▸ INPUT DATA:
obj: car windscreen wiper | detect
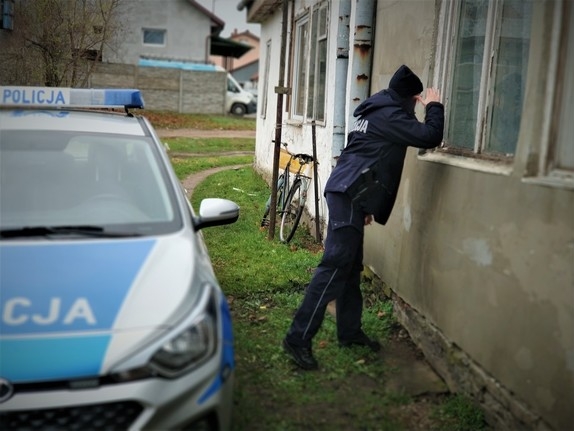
[0,225,139,238]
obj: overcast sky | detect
[196,0,259,37]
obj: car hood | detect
[0,235,211,383]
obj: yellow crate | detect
[279,148,313,173]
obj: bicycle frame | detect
[261,144,315,242]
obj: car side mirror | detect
[193,198,239,231]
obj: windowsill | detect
[285,118,325,127]
[285,118,303,127]
[417,151,512,175]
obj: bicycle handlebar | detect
[271,139,315,165]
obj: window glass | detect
[291,3,328,121]
[443,0,532,156]
[486,0,531,154]
[448,0,488,149]
[307,13,317,120]
[294,19,309,116]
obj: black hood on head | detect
[389,64,423,97]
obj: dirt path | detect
[181,164,251,198]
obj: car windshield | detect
[0,130,181,235]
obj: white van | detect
[225,73,257,115]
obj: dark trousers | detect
[286,193,365,347]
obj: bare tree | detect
[0,0,126,87]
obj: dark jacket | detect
[325,89,444,224]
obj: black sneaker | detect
[339,332,381,352]
[283,340,319,370]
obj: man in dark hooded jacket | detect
[283,65,444,370]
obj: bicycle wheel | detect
[261,174,285,227]
[279,180,306,242]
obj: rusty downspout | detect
[348,0,377,127]
[331,0,351,161]
[268,0,289,240]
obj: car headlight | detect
[150,313,217,377]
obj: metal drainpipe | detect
[331,0,351,162]
[348,0,377,127]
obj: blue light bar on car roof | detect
[0,86,144,108]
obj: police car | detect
[0,87,239,430]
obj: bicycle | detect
[261,142,315,243]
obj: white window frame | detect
[434,0,525,162]
[261,39,271,118]
[0,0,14,30]
[142,28,167,47]
[290,1,329,124]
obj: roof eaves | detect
[187,0,225,34]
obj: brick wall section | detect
[363,267,552,431]
[89,63,227,115]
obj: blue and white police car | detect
[0,87,239,430]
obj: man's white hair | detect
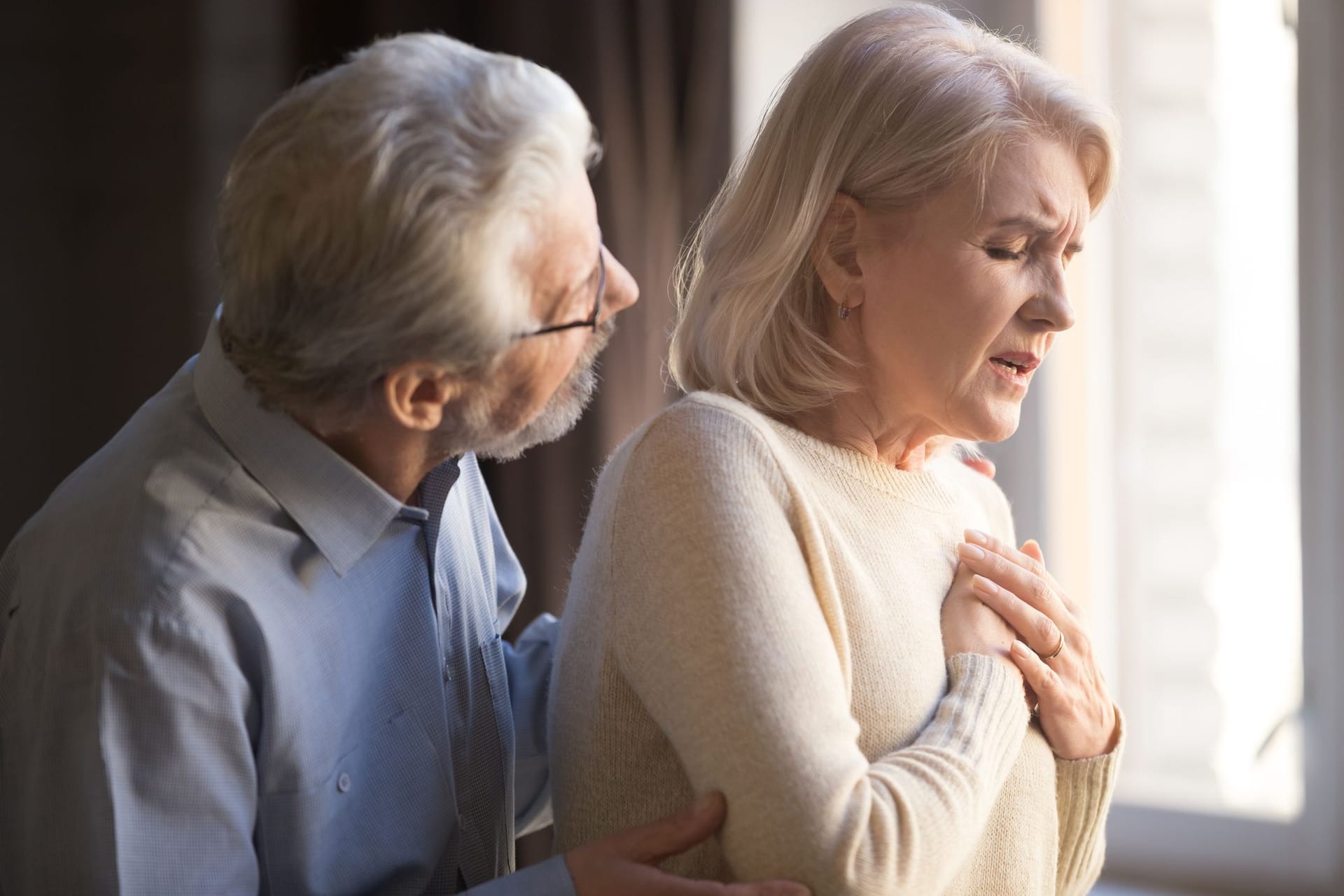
[216,34,596,414]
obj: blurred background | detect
[0,0,1344,896]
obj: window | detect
[1021,0,1344,893]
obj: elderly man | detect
[0,35,797,896]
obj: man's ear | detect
[812,193,865,314]
[380,361,462,433]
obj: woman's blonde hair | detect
[668,3,1117,416]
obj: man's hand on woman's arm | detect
[564,792,811,896]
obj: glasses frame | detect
[513,244,606,339]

▸ SET PROBLEM:
Convert all the rows above into a JSON list of strings with one string per line. Drop blank lines and leave the pictures out.

▸ TASK OUTPUT:
[
  "obj: car windscreen wiper | detect",
  "[0,225,139,238]",
  "obj: overcast sky | detect",
  "[196,0,259,37]",
  "obj: car hood | detect",
  "[0,235,211,383]",
  "obj: yellow crate | detect",
  "[279,148,313,173]",
  "obj: bicycle frame | detect",
  "[261,144,315,242]",
  "obj: car side mirror | detect",
  "[193,198,239,231]",
  "obj: windowsill | detect",
  "[285,118,325,127]",
  "[285,118,303,127]",
  "[417,151,512,175]",
  "obj: bicycle handlebar | detect",
  "[271,139,315,165]",
  "obj: window glass | detect",
  "[291,3,328,121]",
  "[443,0,532,156]",
  "[486,0,531,154]",
  "[448,0,488,149]",
  "[307,13,317,120]",
  "[294,19,309,116]",
  "obj: black hood on head | detect",
  "[389,64,423,97]",
  "obj: dirt path | detect",
  "[181,164,251,198]",
  "obj: car windshield | detect",
  "[0,130,181,235]",
  "obj: white van | detect",
  "[225,73,257,115]",
  "obj: dark trousers | detect",
  "[286,193,365,347]",
  "obj: bare tree | detect",
  "[0,0,126,87]",
  "obj: dark jacket | detect",
  "[325,89,444,224]",
  "obj: black sneaker | detect",
  "[339,332,381,352]",
  "[283,340,319,370]",
  "obj: man in dark hooded jacket | detect",
  "[283,65,444,370]",
  "obj: bicycle wheel | detect",
  "[261,174,285,227]",
  "[279,180,306,242]",
  "obj: rusty downspout | detect",
  "[348,0,377,127]",
  "[331,0,351,161]",
  "[268,0,289,240]",
  "obj: car headlight | detect",
  "[150,313,217,377]",
  "obj: metal drainpipe | detect",
  "[331,0,351,162]",
  "[348,0,377,127]",
  "obj: blue light bar on car roof | detect",
  "[0,86,144,108]",
  "obj: police car | detect",
  "[0,87,239,430]",
  "obj: bicycle | detect",
  "[261,142,315,243]",
  "obj: white window frame | detect",
  "[434,0,525,162]",
  "[261,39,271,118]",
  "[0,0,14,30]",
  "[142,28,167,47]",
  "[290,1,329,124]",
  "obj: roof eaves | detect",
  "[187,0,225,34]",
  "obj: brick wall section | detect",
  "[363,267,552,431]",
  "[89,63,227,115]",
  "obj: blue and white police car | detect",
  "[0,87,239,430]",
  "obj: man's white hair | detect",
  "[216,34,596,414]",
  "obj: blurred background | detect",
  "[0,0,1344,896]",
  "obj: window | detect",
  "[1021,0,1344,893]",
  "obj: elderly man | detect",
  "[0,35,797,896]",
  "obj: man's ear | detect",
  "[812,193,865,314]",
  "[380,361,462,433]",
  "obj: woman's blonde hair | detect",
  "[668,3,1117,416]",
  "obj: man's hand on woman's arm | detect",
  "[564,792,811,896]",
  "obj: glasses frame | detect",
  "[513,244,606,339]"
]